Prova tu: Prosegui il brano su Gesù e la guarigione dei malati, riprendendo subito dopo l'ultima frase riportata.

Brano scelto:
Da notare come questa donna, dopo essere stata guarita, si mise a servire. La guarigione è mettersi a servire, il servire è pienezza di vita. Chiediamo a Gesù che guarisca il nostro cuore perché noi possiamo imparare a servire.

Gesù vive l’ambiente privato di vita familiare e quando tramonta il sole esce fuori di casa. Il sabato è già passato e la gente si raccoglie da Gesù. Avevano sentito dire ciò che aveva fatto nella sinagoga, la voce si era sparsa e tutti lo cercano. Gesù incontra le persone, annuncia la parola e guarisce.
Tutti gli evangelisti testimoniano il fatto che di fronte alla malattia, al dolore, Gesù guarisce, svolge la funzione di terapeuta. Cerchiamo di comprendere bene questo rapporto di Gesù con la malattia e il dolore. Gesù si mostra come colui che è più forte del male. Lui incontra le persone e se incontra una persona che sta soffrendo lui se ne fa carico (questo il senso del farsi vicino).

Due aspetti secondo me sono importanti. Il primo: Gesù non ha mai predicato la rassegnazione, non è fatalista, non ha mai detto “è così la vita e dobbiamo sopportare i dolori che ci affliggono”, non ha mai detto che il dolore ci avvicina a Dio, non ha nemmeno mai invitato qualcuno ad offrire il proprio dolore a Dio, non ha mai avuto atteggiamenti doloristici: lui sa che non è il dolore che salva, ma l’amore. Quando lui incontra le persone, i suoi atti sono rivolti a reintegrare la persona nella sua dignità, nel ridare la capacità di relazione ad ogni persona, la possibilità dello stare insieme, della vita in comune, la capacità di vivere gli affetti.

Voci del dataset:
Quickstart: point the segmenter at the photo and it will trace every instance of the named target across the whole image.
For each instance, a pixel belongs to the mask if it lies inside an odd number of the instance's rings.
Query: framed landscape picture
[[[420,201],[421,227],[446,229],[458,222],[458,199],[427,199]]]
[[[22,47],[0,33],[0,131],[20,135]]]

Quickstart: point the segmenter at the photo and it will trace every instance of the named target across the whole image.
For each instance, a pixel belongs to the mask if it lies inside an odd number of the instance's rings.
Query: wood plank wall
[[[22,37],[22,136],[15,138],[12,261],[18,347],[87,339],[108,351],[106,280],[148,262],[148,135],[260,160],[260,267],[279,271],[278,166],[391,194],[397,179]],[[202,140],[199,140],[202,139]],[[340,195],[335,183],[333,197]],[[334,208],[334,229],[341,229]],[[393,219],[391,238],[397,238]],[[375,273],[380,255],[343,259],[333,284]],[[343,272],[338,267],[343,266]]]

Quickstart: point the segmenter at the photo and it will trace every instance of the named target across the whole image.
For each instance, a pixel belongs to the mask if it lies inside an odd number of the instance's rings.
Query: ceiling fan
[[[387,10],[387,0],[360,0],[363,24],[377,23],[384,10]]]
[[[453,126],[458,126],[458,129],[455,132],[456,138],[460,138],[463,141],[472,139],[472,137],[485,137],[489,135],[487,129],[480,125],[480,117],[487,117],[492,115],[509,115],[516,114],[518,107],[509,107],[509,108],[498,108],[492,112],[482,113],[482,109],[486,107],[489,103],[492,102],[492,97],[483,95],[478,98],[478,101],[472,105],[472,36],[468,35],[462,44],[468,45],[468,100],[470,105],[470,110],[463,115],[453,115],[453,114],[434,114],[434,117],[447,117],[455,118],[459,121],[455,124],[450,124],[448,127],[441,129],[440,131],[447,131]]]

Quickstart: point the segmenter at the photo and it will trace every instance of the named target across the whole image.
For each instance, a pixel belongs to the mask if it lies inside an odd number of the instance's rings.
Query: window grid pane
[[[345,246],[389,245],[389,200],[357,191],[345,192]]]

Risposta attesa:
Gesù non è mai stato amico del male e del dolore. Egli combatte il male, cerca di restituire l’integrità della salute e della vita al malato, lotta contro la malattia, dice di no al male che sfigura l’uomo.
È come il grido che abbiamo ascoltato nella prima lettura di Giobbe che non accetta il dolore, e si ribella a tutto il male che si abbattuto su di lui fino a bestemmiare Dio; e alla risposta di Dio che accetta l’atteggiamento di Giobbe, rifiutando invece la posizione dei suoi amici che cercano di giustificare il dolore chiedendo a Giobbe di accettarlo. Gesù non ci chiede di accettare il nostro dolore, ci chiede di lottare contro il dolore perché è contro l’uomo. Gesù non vuole altro che la nostra salvezza, il nostro benessere. Gesù ci chiede di lottare contro il male e il dolore senza rinunciare ad amare. Nell’amore possiamo affrontare la sofferenza insieme a Gesù e sperimentare la gioia di chi vive e spende la propria vita per amore.

Il secondo aspetto nel rapporto di Gesù con il dolore è il fatto che per lui guarire è il segno del Regno di Dio. La sua parola è forte ed efficace e si manifesta attraverso dei segni.
Quelli che noi chiamiamo miracoli per Gesù sono i segni che la sua parola è efficace, è forte, per cui arriverà a dire che se accadono queste guarigioni vuol dire che è “giunto a voi il regno di Dio” (Cf, Lc 11,20).
Gesù chiede ai suoi discepoli e a noi, di accogliere le guarigioni come segni. Il segno ci interroga sul significato del gesto, chiede di ricercare la realtà di cui il gesto è segno.
Quando la gente accorre da lui per ricevere miracoli, l’abbiamo ascoltato anche nel vangelo di oggi (“tutti ti cercano”), non si ferma a raccogliere consensi e a godersi gli applausi, ma preferisce uscire e andare altrove «Andiamocene altrove, nei villaggi vicini, perché io predichi anche là; per questo infatti sono venuto!».
Gesù ci chiede di lasciare spazio lui e la sua parola e in lui sentire la forza di quell’amore che sa affrontare anche il dolore e il male.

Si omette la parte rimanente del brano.